How many lines in the material below contain the string "blue"? Reply with the number alone.

• Data for the task
_ _ _ _ _
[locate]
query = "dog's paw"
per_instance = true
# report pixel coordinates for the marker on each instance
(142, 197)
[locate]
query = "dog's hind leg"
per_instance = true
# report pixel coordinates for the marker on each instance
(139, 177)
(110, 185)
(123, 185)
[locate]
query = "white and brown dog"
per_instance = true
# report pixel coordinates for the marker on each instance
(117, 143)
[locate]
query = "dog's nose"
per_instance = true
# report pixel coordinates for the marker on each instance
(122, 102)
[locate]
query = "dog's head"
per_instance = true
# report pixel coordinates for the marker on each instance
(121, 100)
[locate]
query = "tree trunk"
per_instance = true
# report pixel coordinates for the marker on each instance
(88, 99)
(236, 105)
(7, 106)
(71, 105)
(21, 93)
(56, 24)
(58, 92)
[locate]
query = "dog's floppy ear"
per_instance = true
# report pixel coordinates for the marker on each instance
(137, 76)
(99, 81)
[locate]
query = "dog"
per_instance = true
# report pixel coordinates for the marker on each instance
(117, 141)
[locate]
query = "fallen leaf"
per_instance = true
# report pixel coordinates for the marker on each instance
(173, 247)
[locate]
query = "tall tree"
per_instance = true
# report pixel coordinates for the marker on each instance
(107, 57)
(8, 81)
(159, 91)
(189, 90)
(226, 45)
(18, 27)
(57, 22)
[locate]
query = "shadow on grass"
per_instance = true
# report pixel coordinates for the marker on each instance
_ _ _ _ _
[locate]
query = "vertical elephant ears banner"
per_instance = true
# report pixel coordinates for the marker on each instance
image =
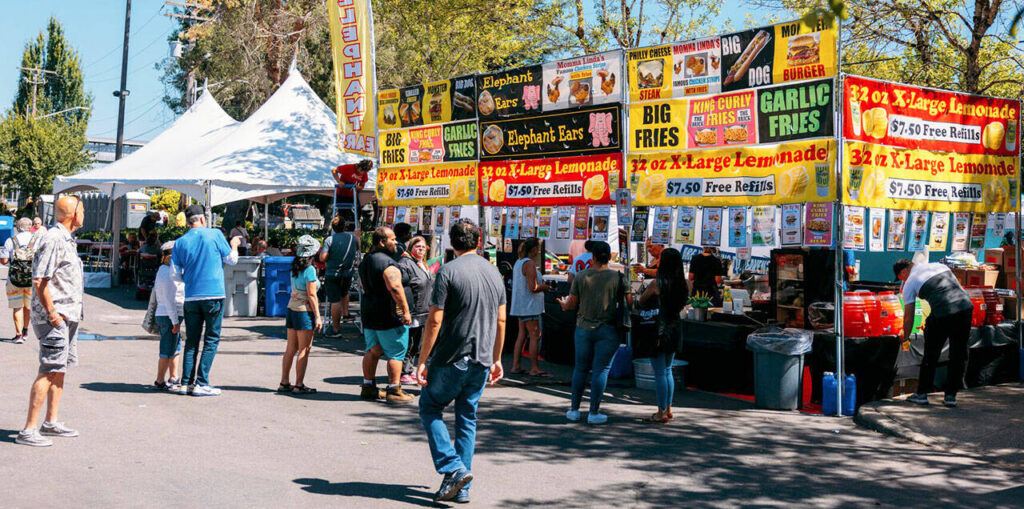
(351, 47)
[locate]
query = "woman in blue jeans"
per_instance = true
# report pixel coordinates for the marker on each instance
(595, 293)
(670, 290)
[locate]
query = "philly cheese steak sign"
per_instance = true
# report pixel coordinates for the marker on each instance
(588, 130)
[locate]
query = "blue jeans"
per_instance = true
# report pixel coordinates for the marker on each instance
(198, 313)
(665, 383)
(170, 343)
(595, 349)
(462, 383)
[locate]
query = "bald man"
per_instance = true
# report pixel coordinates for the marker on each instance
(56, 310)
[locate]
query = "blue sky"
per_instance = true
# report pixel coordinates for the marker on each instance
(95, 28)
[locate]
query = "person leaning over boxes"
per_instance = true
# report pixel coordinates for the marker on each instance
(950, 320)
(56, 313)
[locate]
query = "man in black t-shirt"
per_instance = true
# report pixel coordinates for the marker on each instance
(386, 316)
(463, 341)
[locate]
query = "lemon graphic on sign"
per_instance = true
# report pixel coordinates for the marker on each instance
_ _ _ _ _
• Result for this exercise
3